◆ Page text:
But when you put 1000' of 5 " hose, rescue tools, 250 gallons of water
and a myriad of other equipment on board, the springs begin to squat and
the rig has some problems on steep inclines! So mini-pumpers as we knew
them, kinda faded into the sunset only to be replaced today by a bigger
brother today call the "urban interface unit...."
From the 80's through the present we've all toyed with pre fire planning. You know, we're going to look at target hazards, decide where to park the ladder truck, determine where the first engine goes, on and on. Good in theory, not in practice. The first due engine scratches, the second due engine goes to it's "assigned spot" but the fire is on side one, with no engine there. It was a great concept to try to have total control over the fire's script, but the real world doesn't work that way.
Don't get me wrong. Pre-planning is important. Gather facts about the building, it's fire protection features, inherent hazards, occupant information, an overall strategy. If it takes over 30 seconds to read and digest, then all you've done is killed trees!

◆ Data shown:
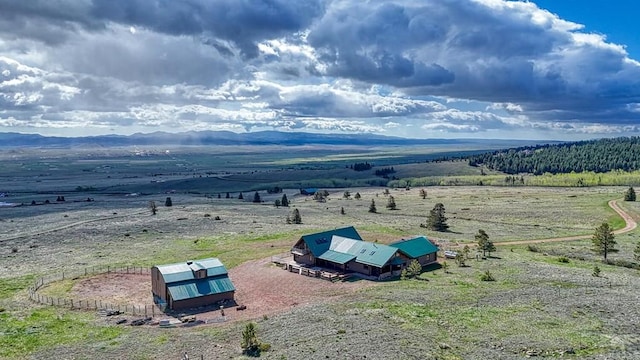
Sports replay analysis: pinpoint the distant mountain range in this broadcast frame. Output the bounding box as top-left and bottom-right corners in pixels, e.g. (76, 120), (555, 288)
(0, 131), (558, 149)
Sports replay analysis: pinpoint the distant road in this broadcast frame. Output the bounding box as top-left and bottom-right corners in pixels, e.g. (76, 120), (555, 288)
(494, 200), (638, 246)
(0, 210), (148, 243)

◆ Aim of the task: Please carry on the fire-service piece above, the one about mini-pumpers and pre-fire planning, starting from its last sentence.

◆ Output of the exercise:
How can we forget .... incident command and accountability? We all want to be an incident commander. It has a nice ring to it. The first requirement is that you should be able to read and write "incident commander". No kidding. Many trying to do the job would struggle with that task. Blowing the siren and flashing the lights comes later!
So what does this incident command stuff really mean? Well, there must be someone in charge. I guess that's the incident commander!
"Back in the 70's we never did it this way," many old fire chief's grumble. "We'd be inside with our men. If need be we'd go to the roof to get it opened."
How about those roving commanders? Those guys who ran all over the fire ground. Most of the time they were screaming in a radio! After all you have to see all sides of the building, right? Oh, we've come so far.
Accountability. If that's what you call it? You'll hear it all.... One tag or two? Do we hang them on the engine? But I came in a private vehicle and will only be here for a little while because I have to leave, so I won't use a tag. My department uses two tags, your department uses one and the X-team only use tags when they shoot a buck!
How about the firefighter who needs new tags because his melted? Took the tags inside, I'd guess. ... Great conversation piece. Not very smart.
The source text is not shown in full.